Really it depends how you want to handle lines that are too long.

fgets with a decent sized buffer will work generally, and you can detect that it has "failed" - the buffer end has no newline char. It is possible to avoid always doing a strlen() to confirm if the buffer is overflowed, but that is a different question.

Perhaps your strategy is to simply skip lines that can't be processed, or perhaps the rest of the line is just a comment you would ignore anyway, in which case, it is easy to then put fgets in a loop to discard the rest of the line with no allocation penalty.

If you do want to read the whole line regardless then getline may be the better strategy for you. The malicious user would need a lot of disk space to cause the bad behaviour you describe, or perhaps pass /dev/random or similar as the input filename.

Again, if getline can't realloc it will fail in a way that you can recover from, though if you are reusing the buffer for multiple line reads, you might want to free the buffer that it does have after an error before trying to read more, as it is still allocated and may have grown as large as it could before failing.

(Dataset records)
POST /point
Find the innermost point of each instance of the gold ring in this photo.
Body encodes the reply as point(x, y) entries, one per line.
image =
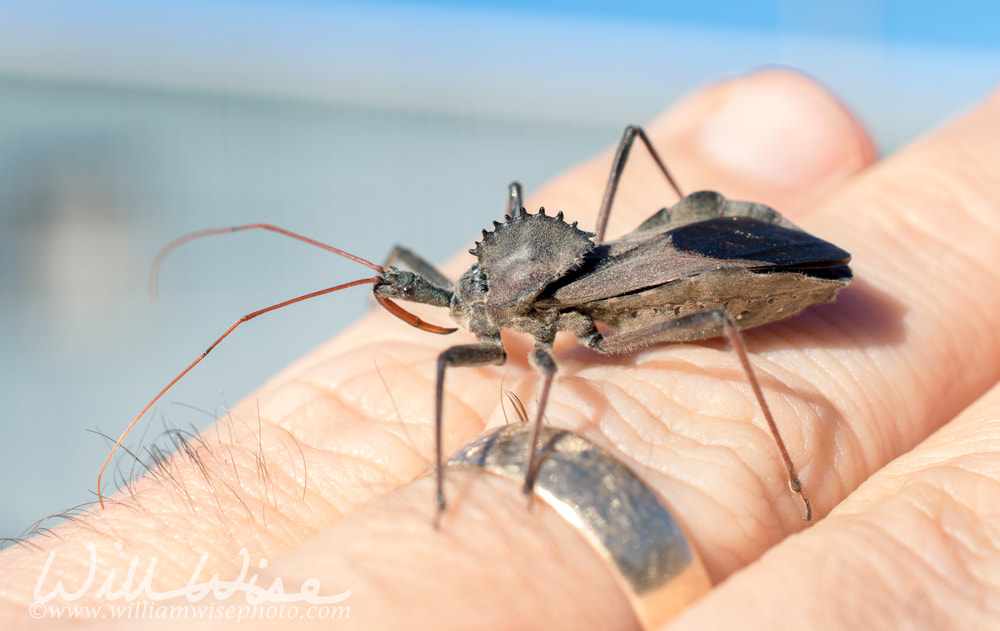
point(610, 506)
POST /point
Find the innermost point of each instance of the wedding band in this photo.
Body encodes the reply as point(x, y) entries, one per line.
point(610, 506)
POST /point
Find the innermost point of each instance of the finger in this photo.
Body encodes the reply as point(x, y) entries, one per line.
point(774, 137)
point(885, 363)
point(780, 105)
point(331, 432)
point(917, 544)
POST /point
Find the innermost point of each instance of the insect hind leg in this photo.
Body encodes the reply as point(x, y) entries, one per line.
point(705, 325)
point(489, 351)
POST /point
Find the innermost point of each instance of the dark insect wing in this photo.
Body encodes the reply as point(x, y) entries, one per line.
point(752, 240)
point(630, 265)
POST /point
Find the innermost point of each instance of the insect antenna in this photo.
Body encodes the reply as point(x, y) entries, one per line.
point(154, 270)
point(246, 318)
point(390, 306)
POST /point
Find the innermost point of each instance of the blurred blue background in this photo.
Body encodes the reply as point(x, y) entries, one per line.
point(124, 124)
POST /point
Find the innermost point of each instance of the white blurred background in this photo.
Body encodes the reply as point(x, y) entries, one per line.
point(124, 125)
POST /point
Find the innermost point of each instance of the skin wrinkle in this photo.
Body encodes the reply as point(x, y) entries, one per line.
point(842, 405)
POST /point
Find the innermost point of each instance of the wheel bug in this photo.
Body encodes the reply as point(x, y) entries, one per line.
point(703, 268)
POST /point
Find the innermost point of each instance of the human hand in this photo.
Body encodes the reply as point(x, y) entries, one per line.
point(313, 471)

--

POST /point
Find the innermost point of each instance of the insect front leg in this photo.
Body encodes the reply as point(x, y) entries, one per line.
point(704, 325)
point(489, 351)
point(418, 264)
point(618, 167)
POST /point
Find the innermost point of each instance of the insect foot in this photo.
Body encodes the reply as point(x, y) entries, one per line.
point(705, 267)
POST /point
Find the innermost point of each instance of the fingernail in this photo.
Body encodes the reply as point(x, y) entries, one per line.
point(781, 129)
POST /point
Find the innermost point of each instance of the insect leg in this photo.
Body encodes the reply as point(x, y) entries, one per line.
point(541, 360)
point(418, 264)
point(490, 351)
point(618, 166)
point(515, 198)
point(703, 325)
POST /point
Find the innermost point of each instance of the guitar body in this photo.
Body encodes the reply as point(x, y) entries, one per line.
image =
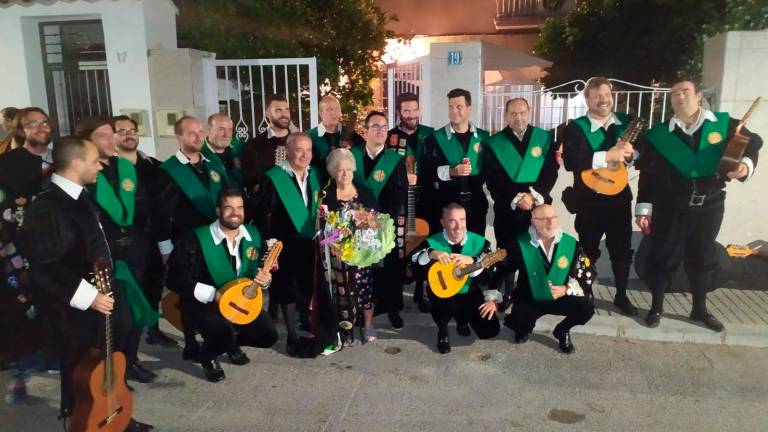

* * *

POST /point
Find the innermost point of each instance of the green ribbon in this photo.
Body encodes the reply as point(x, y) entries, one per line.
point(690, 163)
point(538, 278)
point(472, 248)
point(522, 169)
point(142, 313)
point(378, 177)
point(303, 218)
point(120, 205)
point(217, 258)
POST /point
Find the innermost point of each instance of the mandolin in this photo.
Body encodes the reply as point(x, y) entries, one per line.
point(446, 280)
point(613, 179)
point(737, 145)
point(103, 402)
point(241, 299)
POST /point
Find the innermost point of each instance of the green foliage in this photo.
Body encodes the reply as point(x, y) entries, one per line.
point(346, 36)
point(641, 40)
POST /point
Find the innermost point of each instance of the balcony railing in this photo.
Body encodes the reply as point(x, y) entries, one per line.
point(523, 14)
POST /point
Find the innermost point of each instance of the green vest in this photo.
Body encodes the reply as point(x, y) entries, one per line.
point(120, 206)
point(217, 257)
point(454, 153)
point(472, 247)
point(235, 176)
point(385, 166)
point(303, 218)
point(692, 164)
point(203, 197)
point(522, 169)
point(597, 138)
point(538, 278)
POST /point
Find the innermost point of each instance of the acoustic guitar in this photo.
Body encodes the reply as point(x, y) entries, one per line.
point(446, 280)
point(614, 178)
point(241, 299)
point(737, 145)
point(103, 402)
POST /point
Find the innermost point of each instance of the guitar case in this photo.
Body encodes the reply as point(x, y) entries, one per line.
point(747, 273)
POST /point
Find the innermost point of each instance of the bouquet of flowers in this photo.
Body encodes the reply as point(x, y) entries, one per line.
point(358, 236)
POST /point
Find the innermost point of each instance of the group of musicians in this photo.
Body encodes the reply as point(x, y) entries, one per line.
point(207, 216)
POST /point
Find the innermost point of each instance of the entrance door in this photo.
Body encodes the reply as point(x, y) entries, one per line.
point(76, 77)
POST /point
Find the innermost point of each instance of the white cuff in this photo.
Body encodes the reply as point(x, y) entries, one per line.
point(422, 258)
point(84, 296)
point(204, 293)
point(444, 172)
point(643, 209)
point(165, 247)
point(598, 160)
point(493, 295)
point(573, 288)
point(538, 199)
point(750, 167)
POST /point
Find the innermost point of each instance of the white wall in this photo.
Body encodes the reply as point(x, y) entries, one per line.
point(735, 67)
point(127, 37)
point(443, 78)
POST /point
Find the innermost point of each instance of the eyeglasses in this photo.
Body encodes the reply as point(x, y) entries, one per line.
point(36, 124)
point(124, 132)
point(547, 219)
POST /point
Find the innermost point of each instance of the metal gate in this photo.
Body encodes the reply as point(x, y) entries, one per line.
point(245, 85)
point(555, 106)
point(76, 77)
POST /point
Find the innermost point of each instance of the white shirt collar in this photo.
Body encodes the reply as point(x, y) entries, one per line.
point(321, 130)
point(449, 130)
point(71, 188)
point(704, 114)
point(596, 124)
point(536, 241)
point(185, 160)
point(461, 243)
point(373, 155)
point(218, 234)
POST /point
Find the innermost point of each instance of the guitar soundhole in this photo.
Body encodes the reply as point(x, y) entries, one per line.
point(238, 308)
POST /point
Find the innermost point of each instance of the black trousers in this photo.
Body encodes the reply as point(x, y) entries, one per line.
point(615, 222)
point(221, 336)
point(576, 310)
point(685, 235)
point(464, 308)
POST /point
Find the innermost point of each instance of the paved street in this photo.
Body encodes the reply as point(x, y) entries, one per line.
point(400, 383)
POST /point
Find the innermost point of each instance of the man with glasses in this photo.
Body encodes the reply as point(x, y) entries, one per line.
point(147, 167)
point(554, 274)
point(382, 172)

> **The task**
Copy out the entire forum reply on fgets and getline word for word, with nothing added or changed.

> **Written response**
Really it depends how you want to handle lines that are too long.

fgets with a decent sized buffer will work generally, and you can detect that it has "failed" - the buffer end has no newline char. It is possible to avoid always doing a strlen() to confirm if the buffer is overflowed, but that is a different question.

Perhaps your strategy is to simply skip lines that can't be processed, or perhaps the rest of the line is just a comment you would ignore anyway, in which case, it is easy to then put fgets in a loop to discard the rest of the line with no allocation penalty.

If you do want to read the whole line regardless then getline may be the better strategy for you. The malicious user would need a lot of disk space to cause the bad behaviour you describe, or perhaps pass /dev/random or similar as the input filename.

Again, if getline can't realloc it will fail in a way that you can recover from, though if you are reusing the buffer for multiple line reads, you might want to free the buffer that it does have after an error before trying to read more, as it is still allocated and may have grown as large as it could before failing.